Display each line below that contains the word "black", copying every such line in full.

**GIVEN RECORDS**
──────

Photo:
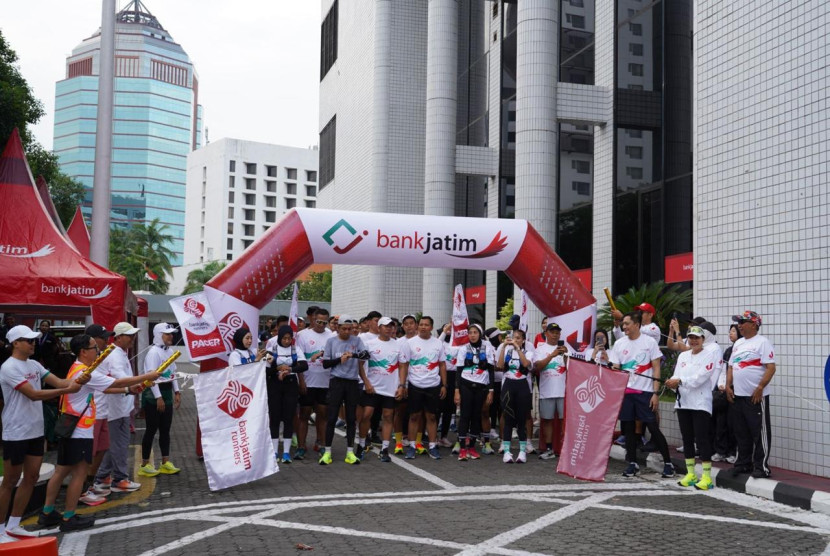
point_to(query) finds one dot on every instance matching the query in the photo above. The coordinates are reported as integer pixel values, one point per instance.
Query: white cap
(124, 328)
(20, 332)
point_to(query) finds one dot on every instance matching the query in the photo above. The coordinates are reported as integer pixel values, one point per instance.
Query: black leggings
(473, 396)
(515, 406)
(282, 405)
(156, 421)
(694, 428)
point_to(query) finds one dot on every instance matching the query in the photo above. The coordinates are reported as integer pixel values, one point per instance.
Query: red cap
(646, 307)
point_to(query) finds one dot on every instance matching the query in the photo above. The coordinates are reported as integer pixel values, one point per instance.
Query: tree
(196, 279)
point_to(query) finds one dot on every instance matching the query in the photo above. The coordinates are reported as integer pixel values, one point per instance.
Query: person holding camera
(551, 361)
(344, 355)
(475, 376)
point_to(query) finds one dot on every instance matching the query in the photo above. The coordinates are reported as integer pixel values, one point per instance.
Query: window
(635, 69)
(634, 152)
(328, 41)
(581, 187)
(634, 172)
(328, 139)
(581, 166)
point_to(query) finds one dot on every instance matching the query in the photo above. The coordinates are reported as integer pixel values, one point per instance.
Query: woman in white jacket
(694, 377)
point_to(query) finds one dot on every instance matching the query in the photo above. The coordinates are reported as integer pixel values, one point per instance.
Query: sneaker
(49, 520)
(21, 533)
(705, 483)
(91, 499)
(76, 523)
(689, 479)
(168, 468)
(631, 470)
(148, 470)
(125, 485)
(547, 454)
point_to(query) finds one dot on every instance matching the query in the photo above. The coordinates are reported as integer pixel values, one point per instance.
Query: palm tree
(196, 279)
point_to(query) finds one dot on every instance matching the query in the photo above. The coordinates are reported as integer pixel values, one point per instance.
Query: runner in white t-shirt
(23, 441)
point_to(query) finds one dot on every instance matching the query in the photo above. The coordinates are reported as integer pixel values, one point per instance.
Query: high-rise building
(157, 121)
(572, 114)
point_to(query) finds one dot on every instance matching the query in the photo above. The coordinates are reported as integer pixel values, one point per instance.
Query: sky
(257, 60)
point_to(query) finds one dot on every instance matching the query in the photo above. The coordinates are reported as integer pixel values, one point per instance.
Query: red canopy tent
(40, 270)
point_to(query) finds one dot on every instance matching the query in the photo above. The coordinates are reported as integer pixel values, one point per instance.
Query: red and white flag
(593, 396)
(460, 321)
(233, 417)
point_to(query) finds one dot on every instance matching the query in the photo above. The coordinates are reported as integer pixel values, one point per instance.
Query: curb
(777, 491)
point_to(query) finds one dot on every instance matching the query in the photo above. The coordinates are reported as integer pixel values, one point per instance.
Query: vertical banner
(593, 396)
(460, 321)
(200, 331)
(233, 416)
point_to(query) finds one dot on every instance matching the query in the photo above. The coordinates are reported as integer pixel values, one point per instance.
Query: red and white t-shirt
(749, 357)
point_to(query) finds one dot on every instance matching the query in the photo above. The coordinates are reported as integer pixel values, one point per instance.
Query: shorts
(101, 436)
(17, 450)
(550, 407)
(636, 408)
(378, 401)
(74, 450)
(314, 397)
(424, 399)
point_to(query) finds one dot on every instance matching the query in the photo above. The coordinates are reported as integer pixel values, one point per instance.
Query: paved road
(435, 507)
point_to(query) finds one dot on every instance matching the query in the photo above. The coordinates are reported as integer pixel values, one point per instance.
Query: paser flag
(593, 396)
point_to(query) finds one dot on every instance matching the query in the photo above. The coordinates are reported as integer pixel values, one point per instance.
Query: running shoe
(631, 470)
(689, 479)
(167, 468)
(148, 470)
(125, 485)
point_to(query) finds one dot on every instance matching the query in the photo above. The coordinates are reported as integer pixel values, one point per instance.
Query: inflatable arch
(306, 236)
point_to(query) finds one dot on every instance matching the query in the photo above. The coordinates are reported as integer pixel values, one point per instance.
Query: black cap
(97, 331)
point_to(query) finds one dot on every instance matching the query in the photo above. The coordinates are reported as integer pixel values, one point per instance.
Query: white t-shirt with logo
(310, 342)
(552, 377)
(383, 365)
(22, 417)
(749, 357)
(635, 357)
(425, 356)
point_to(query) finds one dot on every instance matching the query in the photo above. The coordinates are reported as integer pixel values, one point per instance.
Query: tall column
(537, 63)
(101, 196)
(439, 166)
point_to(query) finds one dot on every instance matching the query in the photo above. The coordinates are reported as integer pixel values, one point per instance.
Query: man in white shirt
(750, 371)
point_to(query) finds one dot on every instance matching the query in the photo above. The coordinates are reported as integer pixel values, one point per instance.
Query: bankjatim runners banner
(460, 320)
(233, 416)
(200, 331)
(593, 396)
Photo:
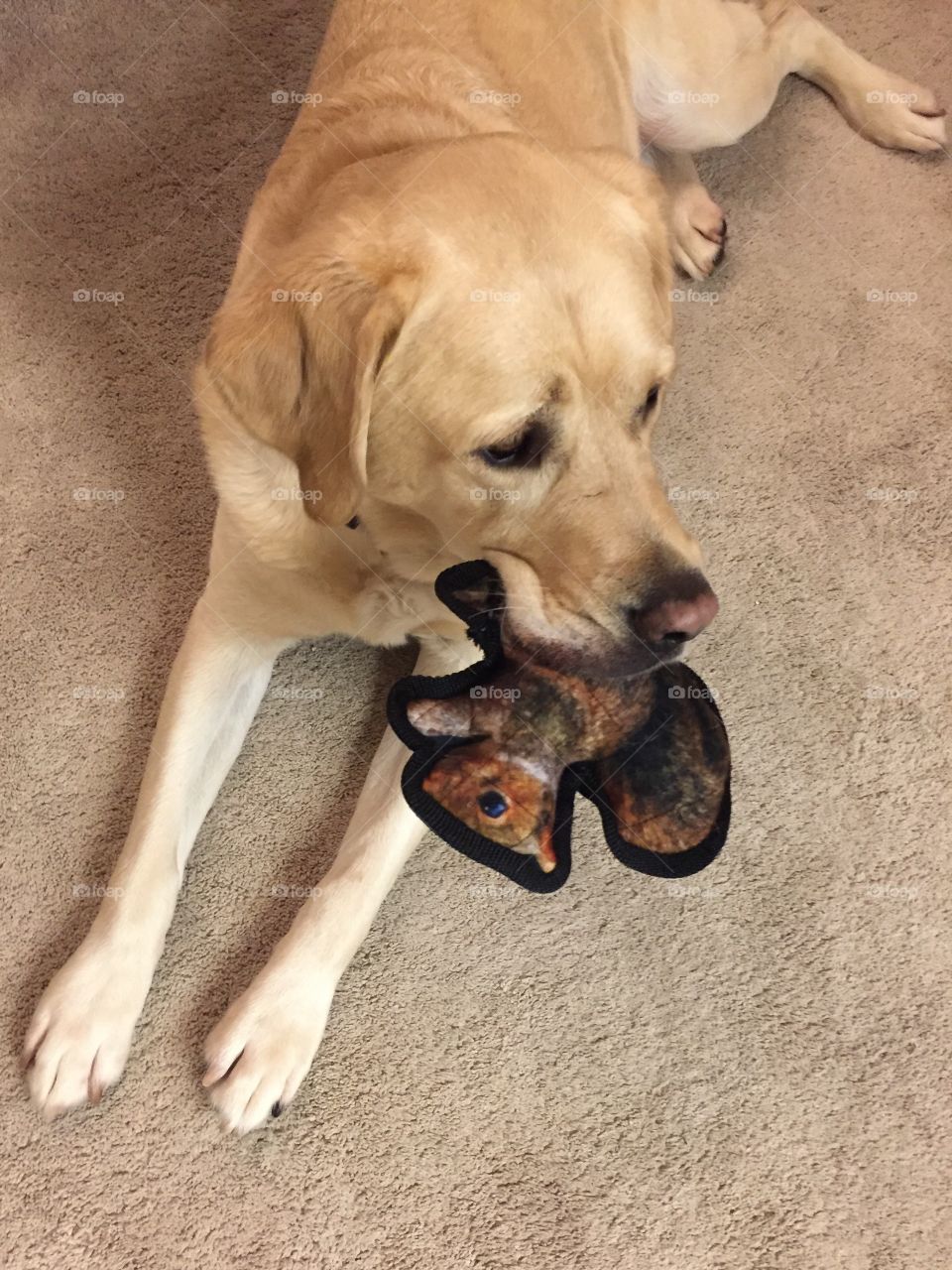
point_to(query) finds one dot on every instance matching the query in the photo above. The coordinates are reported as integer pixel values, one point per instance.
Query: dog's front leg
(79, 1039)
(261, 1051)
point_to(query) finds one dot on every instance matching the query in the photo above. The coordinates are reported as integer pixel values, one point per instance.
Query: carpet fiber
(746, 1070)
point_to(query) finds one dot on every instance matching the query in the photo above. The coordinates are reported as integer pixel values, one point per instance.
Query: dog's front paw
(263, 1048)
(81, 1030)
(895, 113)
(698, 231)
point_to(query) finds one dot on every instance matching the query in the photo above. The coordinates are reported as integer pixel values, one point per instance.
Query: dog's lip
(615, 659)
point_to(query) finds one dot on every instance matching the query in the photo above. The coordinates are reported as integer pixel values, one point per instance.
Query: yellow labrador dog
(447, 336)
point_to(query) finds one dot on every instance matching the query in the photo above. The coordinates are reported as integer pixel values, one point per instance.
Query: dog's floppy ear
(647, 194)
(295, 365)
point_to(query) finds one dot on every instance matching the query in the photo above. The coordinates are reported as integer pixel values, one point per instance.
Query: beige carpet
(748, 1070)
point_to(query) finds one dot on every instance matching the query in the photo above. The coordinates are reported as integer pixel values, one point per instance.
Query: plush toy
(500, 749)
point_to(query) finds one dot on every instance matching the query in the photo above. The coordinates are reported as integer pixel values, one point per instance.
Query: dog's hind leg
(883, 107)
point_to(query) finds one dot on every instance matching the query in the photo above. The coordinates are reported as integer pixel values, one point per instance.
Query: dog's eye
(651, 402)
(524, 449)
(493, 804)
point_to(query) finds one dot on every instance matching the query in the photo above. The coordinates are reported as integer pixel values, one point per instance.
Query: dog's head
(468, 347)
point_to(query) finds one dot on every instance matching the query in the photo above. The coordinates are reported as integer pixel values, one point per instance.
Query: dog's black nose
(674, 612)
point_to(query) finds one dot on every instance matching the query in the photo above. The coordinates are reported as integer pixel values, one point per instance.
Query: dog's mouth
(599, 639)
(598, 658)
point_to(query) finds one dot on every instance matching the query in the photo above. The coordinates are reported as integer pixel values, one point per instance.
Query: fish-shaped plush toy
(500, 749)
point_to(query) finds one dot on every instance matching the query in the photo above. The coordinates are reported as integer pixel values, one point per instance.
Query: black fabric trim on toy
(660, 785)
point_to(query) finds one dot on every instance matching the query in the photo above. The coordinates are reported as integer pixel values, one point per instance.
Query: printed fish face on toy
(502, 748)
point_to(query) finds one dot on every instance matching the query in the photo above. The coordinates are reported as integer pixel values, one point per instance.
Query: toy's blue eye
(493, 804)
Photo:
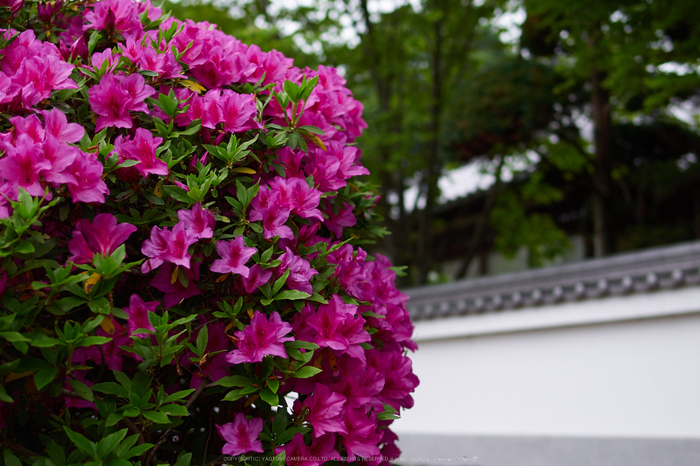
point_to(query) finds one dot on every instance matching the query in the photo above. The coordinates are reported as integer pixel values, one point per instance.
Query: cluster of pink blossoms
(258, 251)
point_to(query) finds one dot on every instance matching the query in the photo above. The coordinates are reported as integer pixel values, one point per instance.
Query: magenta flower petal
(241, 435)
(234, 255)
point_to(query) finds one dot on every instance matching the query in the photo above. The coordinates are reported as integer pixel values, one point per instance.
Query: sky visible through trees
(559, 118)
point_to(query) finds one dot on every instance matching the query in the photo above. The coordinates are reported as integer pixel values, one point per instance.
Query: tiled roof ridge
(635, 272)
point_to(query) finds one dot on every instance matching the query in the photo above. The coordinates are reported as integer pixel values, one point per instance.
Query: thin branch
(189, 403)
(17, 448)
(132, 427)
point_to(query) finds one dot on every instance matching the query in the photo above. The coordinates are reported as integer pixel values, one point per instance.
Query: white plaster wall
(604, 377)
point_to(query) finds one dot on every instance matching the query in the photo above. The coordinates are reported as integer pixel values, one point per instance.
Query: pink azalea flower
(57, 125)
(256, 278)
(325, 411)
(322, 450)
(38, 76)
(295, 194)
(167, 246)
(115, 97)
(362, 436)
(176, 292)
(337, 327)
(241, 435)
(234, 255)
(300, 271)
(89, 186)
(114, 17)
(215, 367)
(198, 221)
(344, 218)
(239, 111)
(143, 149)
(138, 314)
(132, 50)
(359, 383)
(261, 338)
(22, 167)
(110, 57)
(101, 236)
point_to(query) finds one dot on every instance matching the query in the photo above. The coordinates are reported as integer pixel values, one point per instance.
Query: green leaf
(111, 388)
(100, 306)
(82, 390)
(45, 376)
(185, 459)
(14, 336)
(202, 340)
(157, 417)
(10, 459)
(235, 381)
(91, 341)
(138, 450)
(107, 444)
(279, 460)
(82, 442)
(234, 395)
(177, 395)
(174, 410)
(4, 396)
(306, 372)
(280, 281)
(301, 344)
(24, 247)
(268, 397)
(291, 295)
(274, 385)
(39, 340)
(120, 462)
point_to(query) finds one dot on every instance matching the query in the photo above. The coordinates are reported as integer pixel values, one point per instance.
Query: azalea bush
(181, 273)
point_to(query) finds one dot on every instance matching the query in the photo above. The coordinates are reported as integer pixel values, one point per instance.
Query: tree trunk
(602, 182)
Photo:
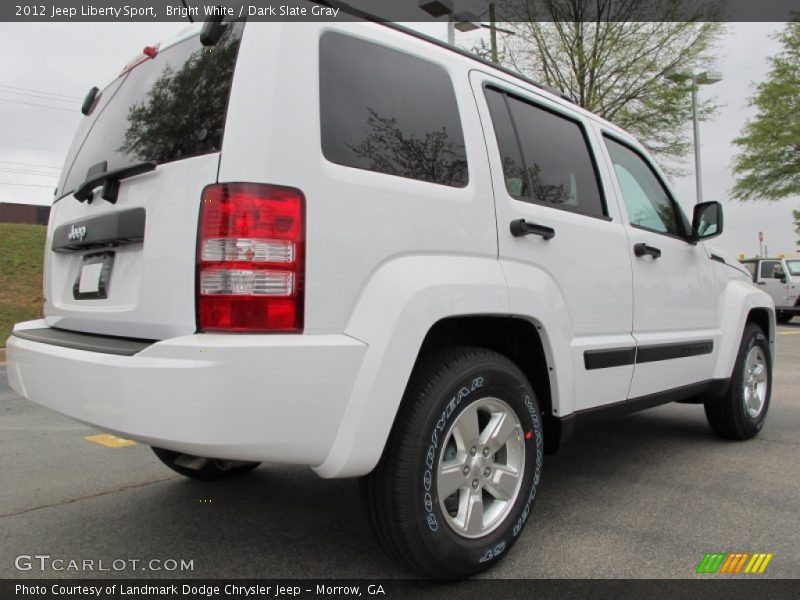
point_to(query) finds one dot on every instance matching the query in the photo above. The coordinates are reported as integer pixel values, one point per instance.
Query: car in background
(780, 278)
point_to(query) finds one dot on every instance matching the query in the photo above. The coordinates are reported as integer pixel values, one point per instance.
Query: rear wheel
(203, 469)
(741, 412)
(457, 480)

──────

**WRITTEN REPLY**
Query: black leggings
Query: black cap
Query: dog's black nose
Query: black fabric trim on toy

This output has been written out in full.